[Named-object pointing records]
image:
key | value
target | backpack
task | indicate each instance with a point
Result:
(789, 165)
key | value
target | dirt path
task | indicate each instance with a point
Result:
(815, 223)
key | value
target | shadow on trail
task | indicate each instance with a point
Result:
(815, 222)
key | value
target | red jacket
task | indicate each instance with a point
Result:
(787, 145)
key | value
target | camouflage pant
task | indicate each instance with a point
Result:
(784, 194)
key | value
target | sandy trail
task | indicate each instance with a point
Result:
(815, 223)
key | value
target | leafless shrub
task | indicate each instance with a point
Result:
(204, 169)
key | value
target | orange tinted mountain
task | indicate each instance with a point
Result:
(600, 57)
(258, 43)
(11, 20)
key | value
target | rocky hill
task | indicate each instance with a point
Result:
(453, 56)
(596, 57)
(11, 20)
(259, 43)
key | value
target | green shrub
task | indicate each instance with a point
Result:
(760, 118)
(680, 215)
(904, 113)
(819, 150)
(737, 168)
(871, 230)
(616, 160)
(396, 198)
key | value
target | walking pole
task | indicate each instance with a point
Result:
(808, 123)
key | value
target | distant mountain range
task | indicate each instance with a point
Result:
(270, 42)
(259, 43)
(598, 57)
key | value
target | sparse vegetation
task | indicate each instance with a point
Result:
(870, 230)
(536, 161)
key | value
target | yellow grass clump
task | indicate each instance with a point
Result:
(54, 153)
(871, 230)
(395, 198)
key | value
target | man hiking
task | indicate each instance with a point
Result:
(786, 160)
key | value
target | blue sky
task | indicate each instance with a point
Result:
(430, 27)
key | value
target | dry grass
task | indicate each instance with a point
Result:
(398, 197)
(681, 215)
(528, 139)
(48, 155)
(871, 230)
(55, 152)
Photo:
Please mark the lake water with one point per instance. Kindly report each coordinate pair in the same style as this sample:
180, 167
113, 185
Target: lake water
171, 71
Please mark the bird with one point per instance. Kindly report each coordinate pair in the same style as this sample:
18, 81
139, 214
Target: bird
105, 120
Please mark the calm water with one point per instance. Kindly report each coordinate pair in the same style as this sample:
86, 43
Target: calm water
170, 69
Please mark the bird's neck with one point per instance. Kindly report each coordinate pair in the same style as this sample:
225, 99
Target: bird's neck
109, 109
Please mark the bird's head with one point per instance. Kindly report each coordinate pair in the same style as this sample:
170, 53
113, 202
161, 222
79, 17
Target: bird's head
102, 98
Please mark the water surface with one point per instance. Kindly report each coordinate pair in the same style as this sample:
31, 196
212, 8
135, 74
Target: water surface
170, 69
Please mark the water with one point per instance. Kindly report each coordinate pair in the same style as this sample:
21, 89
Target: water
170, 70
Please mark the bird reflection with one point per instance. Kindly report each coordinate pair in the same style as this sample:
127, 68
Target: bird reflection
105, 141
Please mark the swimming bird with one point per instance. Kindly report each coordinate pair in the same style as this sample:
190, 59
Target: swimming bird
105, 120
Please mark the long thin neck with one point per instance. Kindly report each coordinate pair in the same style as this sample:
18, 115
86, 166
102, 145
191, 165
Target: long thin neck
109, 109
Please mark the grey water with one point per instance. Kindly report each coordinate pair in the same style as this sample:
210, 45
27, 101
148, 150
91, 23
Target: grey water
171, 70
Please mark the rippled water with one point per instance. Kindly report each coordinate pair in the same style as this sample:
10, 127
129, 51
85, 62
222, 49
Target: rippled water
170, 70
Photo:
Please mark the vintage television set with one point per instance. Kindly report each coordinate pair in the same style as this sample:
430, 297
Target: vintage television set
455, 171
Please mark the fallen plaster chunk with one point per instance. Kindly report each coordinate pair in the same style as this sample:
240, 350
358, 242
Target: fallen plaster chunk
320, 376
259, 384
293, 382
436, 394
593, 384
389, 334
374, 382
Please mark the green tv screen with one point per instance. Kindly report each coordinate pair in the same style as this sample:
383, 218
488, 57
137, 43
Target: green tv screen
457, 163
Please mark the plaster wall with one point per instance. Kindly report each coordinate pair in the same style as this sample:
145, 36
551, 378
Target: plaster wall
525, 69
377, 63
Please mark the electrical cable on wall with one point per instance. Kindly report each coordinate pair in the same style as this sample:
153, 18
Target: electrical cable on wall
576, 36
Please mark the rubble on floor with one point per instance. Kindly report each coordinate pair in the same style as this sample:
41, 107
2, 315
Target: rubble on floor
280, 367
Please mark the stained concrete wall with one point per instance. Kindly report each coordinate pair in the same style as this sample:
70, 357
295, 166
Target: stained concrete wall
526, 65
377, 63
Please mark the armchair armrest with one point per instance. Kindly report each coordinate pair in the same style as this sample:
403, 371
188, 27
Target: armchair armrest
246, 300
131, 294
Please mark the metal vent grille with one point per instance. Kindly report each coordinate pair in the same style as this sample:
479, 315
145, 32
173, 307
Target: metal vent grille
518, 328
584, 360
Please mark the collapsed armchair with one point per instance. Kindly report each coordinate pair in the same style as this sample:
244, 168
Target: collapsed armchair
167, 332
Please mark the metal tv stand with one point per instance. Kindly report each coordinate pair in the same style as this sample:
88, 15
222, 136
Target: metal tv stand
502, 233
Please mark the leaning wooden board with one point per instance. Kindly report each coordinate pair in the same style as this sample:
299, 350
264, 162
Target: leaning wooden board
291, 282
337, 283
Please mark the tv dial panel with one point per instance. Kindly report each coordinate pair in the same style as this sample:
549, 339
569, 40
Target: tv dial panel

> _TASK STATEMENT_:
Return each line of the records above exactly as it reads.

> _THE ANSWER_:
image:
key | value
target | backpack
task | indicate each instance with a point
Result:
(789, 165)
key | value
target | dirt path
task | indicate each instance with a point
Result:
(815, 223)
key | value
target | shadow on trail
task | indicate each instance with a point
Result:
(815, 222)
key | value
target | red jacket
task | indicate each instance with a point
Result:
(787, 145)
key | value
target | camouflage pant
task | indicate each instance with a point
Result:
(784, 194)
key | value
target | sandy trail
task | indicate each instance with a point
Result:
(815, 223)
key | value
target | leafless shrub
task | indicate each instance with a point
Result:
(204, 169)
key | value
target | orange tinted mountain
task | indicate each instance with a point
Result:
(600, 57)
(258, 43)
(11, 20)
key | value
target | rocky hill
task | indicate each instance with a point
Result:
(453, 56)
(596, 57)
(11, 20)
(259, 43)
key | value
target | green shrub
task | indicate each instance with a point
Result:
(760, 118)
(680, 215)
(904, 113)
(819, 150)
(737, 168)
(871, 230)
(616, 160)
(396, 198)
key | value
target | walking pole
task | indicate each instance with a point
Result:
(808, 123)
key | value
target | distant mountain range
task | indicate each instance with a point
Result:
(270, 42)
(259, 43)
(598, 57)
key | value
target | sparse vegetation
task | indicate each instance with a point
Result:
(870, 230)
(536, 161)
key | value
target | yellow grass clump
task | indicate each instance with a point
Result:
(54, 153)
(871, 230)
(395, 198)
key | value
target | man hiking
task | indicate each instance with a point
Result:
(786, 160)
key | value
target | blue sky
task | indicate each instance with a point
Result:
(430, 27)
key | value
target | dry grass
task | indicate each instance with a point
Result:
(398, 197)
(681, 215)
(528, 139)
(48, 155)
(871, 230)
(55, 152)
Photo:
Please mark the lake water with one point per instance. Kindly report each coordinate pair in the same style as this sample:
180, 167
113, 185
Target: lake water
171, 71
Please mark the bird with one point per instance. Kindly report each coordinate pair in the same style as this sample:
18, 81
139, 214
Target: bird
105, 120
Please mark the calm water with one point per instance. Kindly report each coordinate pair in the same style as this sample:
86, 43
Target: calm water
170, 69
Please mark the bird's neck with one point per instance. Kindly report each coordinate pair in the same style as this sample:
225, 99
Target: bird's neck
109, 109
Please mark the bird's head with one point per instance. Kindly report each coordinate pair in the same style as this sample:
170, 53
113, 202
161, 222
79, 17
Target: bird's head
102, 98
Please mark the water surface with one point per instance. Kindly report each coordinate pair in the same style as this sample:
31, 196
212, 8
135, 74
Target: water surface
170, 69
Please mark the water with one point per instance. Kindly report each coordinate pair in the same style as this sample:
21, 89
Target: water
170, 70
Please mark the bird reflection with one point per instance. Kindly report each coordinate pair in the same style as this sample:
127, 68
Target: bird reflection
105, 141
Please mark the swimming bird with one point per instance. Kindly report each coordinate pair in the same style as this sample:
190, 59
Target: swimming bird
105, 120
Please mark the long thin neck with one point per instance. Kindly report each coordinate pair in the same style as this sample:
18, 115
86, 166
102, 145
191, 165
Target: long thin neck
109, 109
Please mark the grey water with one point per instance. Kindly report each coordinate pair in the same style as this sample:
210, 45
27, 101
148, 150
91, 23
Target: grey water
171, 70
Please mark the rippled water with one point per instance. Kindly report each coordinate pair in the same style as this sample:
10, 127
129, 51
85, 62
222, 49
Target: rippled water
170, 70
Photo:
Please mark the vintage television set with one point per instance. Kindly report each coordinate pair in the same style as this sample:
430, 297
Target: vintage television set
455, 171
Please mark the fallen plaster chunk with one point per instance. Kindly report each coordinate pair in the same style as this sample:
240, 350
358, 242
Target: fallen plaster chunk
320, 376
259, 384
293, 382
436, 394
593, 384
389, 334
374, 382
Please mark the green tv screen with one point per instance. Kindly report each coordinate pair in the same style as this sample:
383, 218
488, 57
137, 43
Target: green tv screen
457, 163
Please mark the plaster wall with one point per instance. Kindly report each coordinate pair in the same style as this sample:
145, 36
551, 378
Target: plaster wall
525, 69
377, 63
Please mark the electrical cable on wall with one point per instance. Kindly report each coordinate pair in the same style as this sample:
153, 18
Target: electrical cable on wall
576, 36
Please mark the rubble on floor with one point per instance. Kindly report each coordinate pair in the same style as this sample:
41, 107
2, 315
Target: rubble on floor
280, 367
Please mark the stained concrete wall with one point per instance. Kindly report each coordinate pair in the same style as this sample:
70, 357
295, 166
Target: stained concrete wall
526, 65
377, 63
Please mark the armchair armrest with one point per instance. Kindly report each coordinate pair in the same style as this sample:
403, 371
188, 27
Target: armchair armrest
246, 300
131, 294
Please mark the metal vent grille with one point per instance. Kindly report each coordinate pair in the same style as this sample:
479, 315
145, 32
173, 307
Target: metal vent grille
518, 328
584, 360
Please mark the collapsed armchair with one point per instance. Kindly report each coordinate pair in the same style as this sample:
244, 168
Target: collapsed armchair
167, 332
Please mark the metal tv stand with one point per instance. Kindly report each coordinate pair in the same style as this sample:
88, 15
222, 136
Target: metal tv stand
502, 233
Please mark the leaning wooden board with one point per instance. Kindly report each coordinate pair in the same style as this sample:
299, 350
264, 162
Target: leaning wooden board
291, 282
337, 283
Please mark the tv dial panel with one point per instance. Kindly report each coordinate pair in the same style as this sample:
549, 339
569, 40
Target: tv dial panel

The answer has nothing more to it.